What you are asked to do:
Word for word, copy the records and drop the pictures.

Record excerpts:
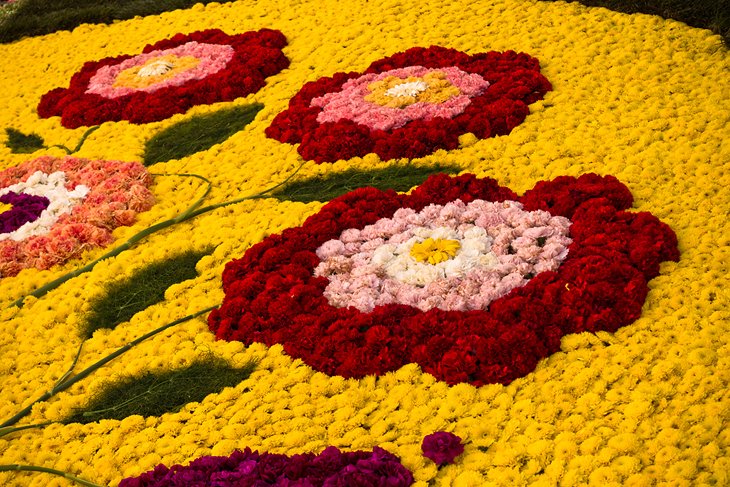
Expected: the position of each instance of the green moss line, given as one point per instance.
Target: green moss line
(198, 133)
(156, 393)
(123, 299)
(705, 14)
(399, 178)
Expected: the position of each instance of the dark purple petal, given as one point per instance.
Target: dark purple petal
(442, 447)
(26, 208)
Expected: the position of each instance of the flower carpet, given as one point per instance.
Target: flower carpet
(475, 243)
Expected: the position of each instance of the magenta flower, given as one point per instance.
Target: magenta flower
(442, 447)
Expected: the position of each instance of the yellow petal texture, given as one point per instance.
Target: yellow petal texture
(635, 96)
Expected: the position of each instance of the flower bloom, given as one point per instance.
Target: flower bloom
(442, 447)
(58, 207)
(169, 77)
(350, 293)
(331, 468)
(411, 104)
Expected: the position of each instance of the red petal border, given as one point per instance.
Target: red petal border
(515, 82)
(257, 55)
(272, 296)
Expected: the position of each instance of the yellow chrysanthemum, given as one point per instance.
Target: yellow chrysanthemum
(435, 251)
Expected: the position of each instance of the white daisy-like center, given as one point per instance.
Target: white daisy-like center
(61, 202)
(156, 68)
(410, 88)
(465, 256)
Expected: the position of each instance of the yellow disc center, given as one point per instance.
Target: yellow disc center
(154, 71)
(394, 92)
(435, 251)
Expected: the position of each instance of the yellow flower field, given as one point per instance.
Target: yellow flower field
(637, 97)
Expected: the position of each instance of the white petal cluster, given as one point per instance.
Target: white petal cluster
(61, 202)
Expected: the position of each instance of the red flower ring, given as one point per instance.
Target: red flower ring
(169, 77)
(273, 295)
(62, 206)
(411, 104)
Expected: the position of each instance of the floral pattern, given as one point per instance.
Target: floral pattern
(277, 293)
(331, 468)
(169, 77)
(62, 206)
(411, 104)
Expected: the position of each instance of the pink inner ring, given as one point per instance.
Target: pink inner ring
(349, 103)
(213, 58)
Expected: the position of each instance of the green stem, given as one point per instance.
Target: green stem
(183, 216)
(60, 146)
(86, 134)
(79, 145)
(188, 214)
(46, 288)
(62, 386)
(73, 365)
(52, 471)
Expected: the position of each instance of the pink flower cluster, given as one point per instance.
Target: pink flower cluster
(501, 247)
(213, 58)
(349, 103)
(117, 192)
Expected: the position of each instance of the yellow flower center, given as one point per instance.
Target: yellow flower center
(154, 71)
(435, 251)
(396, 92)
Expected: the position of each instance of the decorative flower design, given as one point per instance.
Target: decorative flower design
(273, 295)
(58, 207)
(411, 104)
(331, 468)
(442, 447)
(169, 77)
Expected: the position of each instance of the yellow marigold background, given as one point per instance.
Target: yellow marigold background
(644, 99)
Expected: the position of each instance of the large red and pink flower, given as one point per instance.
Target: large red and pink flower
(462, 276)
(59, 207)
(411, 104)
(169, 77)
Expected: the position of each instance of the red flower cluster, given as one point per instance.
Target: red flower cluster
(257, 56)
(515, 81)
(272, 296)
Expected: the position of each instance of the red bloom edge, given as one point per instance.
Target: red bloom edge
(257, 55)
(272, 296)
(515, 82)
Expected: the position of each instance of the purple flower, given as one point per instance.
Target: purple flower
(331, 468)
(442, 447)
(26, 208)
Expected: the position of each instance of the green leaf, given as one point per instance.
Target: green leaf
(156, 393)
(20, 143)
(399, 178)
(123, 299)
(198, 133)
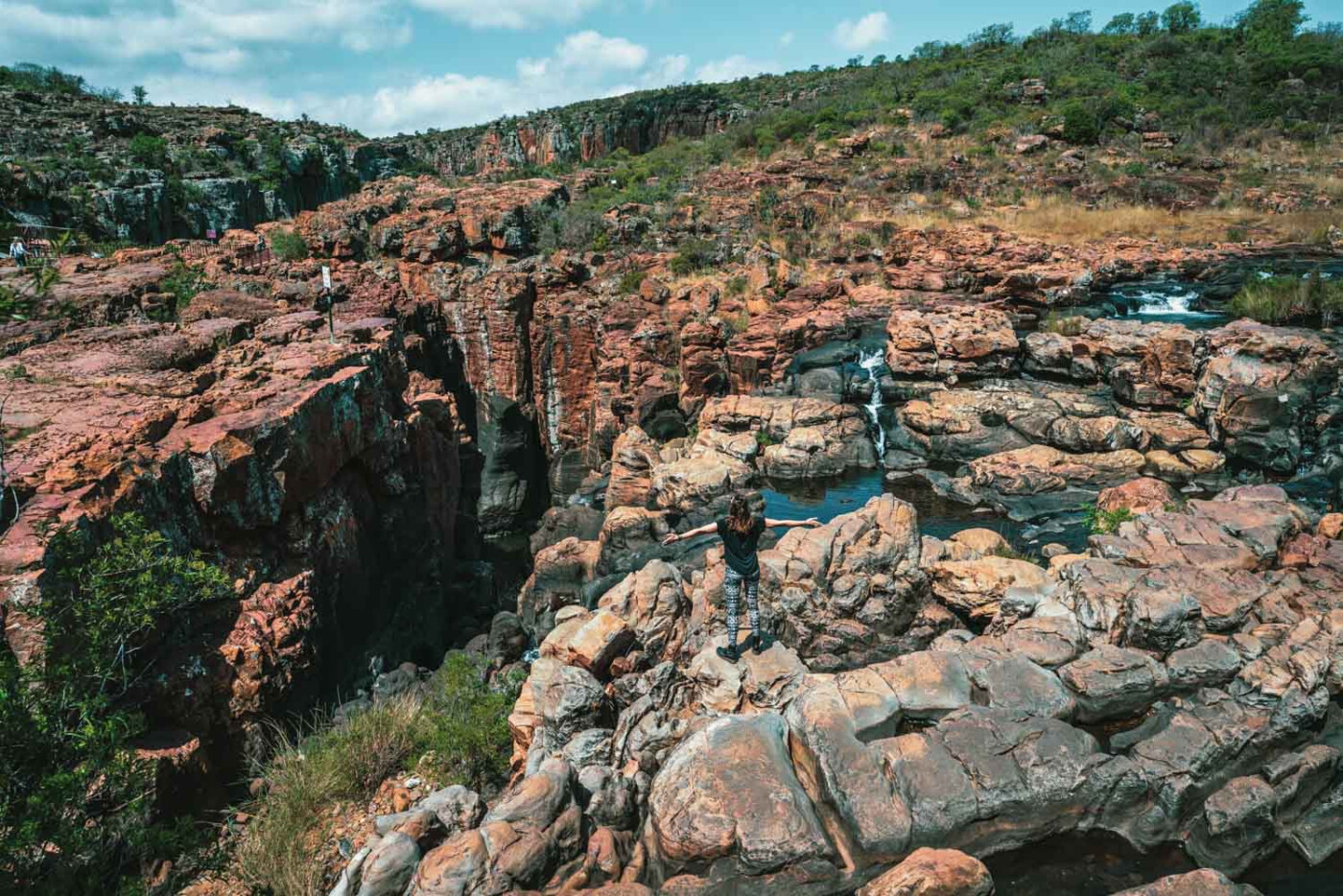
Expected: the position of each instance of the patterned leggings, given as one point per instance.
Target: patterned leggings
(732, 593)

Response to the task:
Expected: the position of each instance of the green moss line, given as one point per instance.
Target: green moss line
(198, 133)
(156, 393)
(123, 299)
(705, 14)
(399, 178)
Expected: the position of each instance of the dark purple petal, given as one point per instance.
Target: dark purple petal
(442, 447)
(26, 208)
Expected: the position of each instance of the flower carpet, given as one point per instance.
Target: flower carpet
(475, 243)
Expected: the position of each instance of the magenta flower, given as one point per instance.
Target: magenta flower
(442, 447)
Expected: the position of each instance of the yellow petal texture, given as one point per instance.
Target: yellow petal texture
(635, 96)
Expected: the position of each instance of the flower bloom, given as one point per instance.
Target: flower bloom
(442, 447)
(58, 207)
(169, 77)
(350, 293)
(331, 468)
(411, 104)
Expected: the position of each instance of the red petal border, given as one point per instance.
Target: red petal border
(515, 82)
(257, 55)
(272, 296)
Expected: the position of each instance of the yellow chrysanthemum, given as one point per instance.
Target: yellow chrysanthemum
(435, 251)
Expected: the position of each instance of the white daisy-like center, given as one point per instance.
Target: white daisy-like center
(61, 202)
(156, 68)
(410, 88)
(465, 256)
Expected: the position of each instance of the yellow disc center, given as one point per instance.
Target: yellow disc center
(154, 71)
(394, 92)
(435, 251)
Expected: the position of each instance of the yellow flower field, given as one point per instance.
Target: yellow flower field
(637, 97)
Expected: the position of each instance of the white petal cluster, given as one point per instance.
Target: white petal cluster
(61, 202)
Expected: the position of each instance of the red flower ring, given as one point per instance.
Target: red flower ring
(169, 77)
(273, 295)
(62, 206)
(411, 104)
Expected: the position of each instance of the floral pattern, given as one point per instance.
Target: floral pattern
(277, 293)
(331, 468)
(169, 77)
(62, 206)
(411, 104)
Expected: the position of each instance of the pink inner ring, given as one point per instance.
Target: pink inner ring
(349, 103)
(213, 58)
Expected: the position of each instance of the green stem, given as one point per instance.
Target: green stem
(183, 216)
(60, 146)
(86, 134)
(79, 145)
(188, 214)
(46, 288)
(62, 386)
(73, 365)
(52, 471)
Expected: the position of each instance of the pink flower cluster, given as one point per instance.
Target: pink flower cluster
(501, 247)
(213, 58)
(349, 103)
(117, 192)
Expected: the position of each instance of the yellow flower center, given as one point per instance.
Target: yellow flower center
(154, 71)
(435, 251)
(396, 92)
Expected: the position of each instance of the decorative flower design, given as one point per instance.
Target: decorative flower design
(273, 295)
(58, 207)
(411, 104)
(331, 468)
(442, 447)
(169, 77)
Expected: the position of each instance of the yellow marigold background, given as one point per instance.
Target: yellow marigold background
(644, 99)
Expected: the position of each instance of the large red and pink flower, given as one point per instance.
Target: large red and pink flower
(462, 276)
(59, 207)
(411, 104)
(169, 77)
Expected: the position of each instance of the red flower cluster, given as one point per instance.
Target: red flower cluster
(257, 56)
(515, 81)
(272, 296)
Expected: the position of each instance of the red bloom edge, given as one point per instance.
Target: red bloom edge
(257, 55)
(272, 296)
(515, 82)
Expected: the position of each instance of the purple flower, given as one point per instance.
Target: purple flower
(331, 468)
(442, 447)
(26, 208)
Expected: the position of each instance of the green leaf, given as one point per instance.
Target: green leaf
(156, 393)
(20, 143)
(399, 178)
(123, 299)
(198, 133)
Expected: the position of each instance of the patterned leggings, given as one point per instance.
Target: patterned leggings
(732, 593)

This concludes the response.